[Image point annotation items]
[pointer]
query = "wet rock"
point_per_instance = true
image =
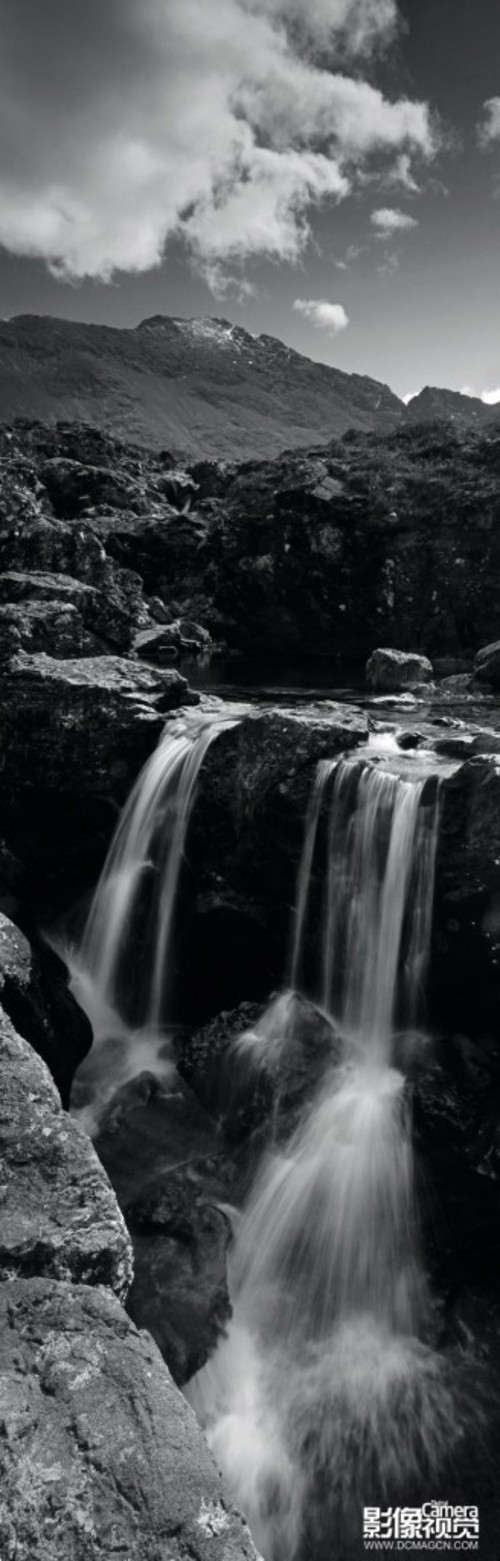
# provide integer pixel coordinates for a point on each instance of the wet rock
(396, 670)
(100, 1454)
(36, 998)
(180, 637)
(464, 977)
(458, 684)
(261, 1063)
(52, 626)
(167, 1166)
(269, 748)
(408, 740)
(449, 665)
(50, 547)
(486, 665)
(107, 618)
(85, 725)
(58, 1213)
(157, 645)
(247, 826)
(458, 745)
(180, 1290)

● **Written problem**:
Recast every item above as a two-column CSV with the header "instruction,response": one row per item, the item's text in the first column and its answer in the second. Put each field in double quotes, replace line breaks with spaces, and leave the pictures out.

● **Task answer**:
instruction,response
"[pointer] query = ""wet rock"" point_per_instance = true image = # provide integer pixel coordinates for a point on each instance of the wet rock","(396, 670) (100, 1454) (36, 998) (180, 637) (464, 977) (458, 684) (261, 1063) (52, 626) (167, 1166) (269, 748) (408, 740) (449, 665) (50, 547) (486, 665) (107, 618) (85, 725) (58, 1213) (157, 645) (247, 826) (458, 745) (180, 1290)"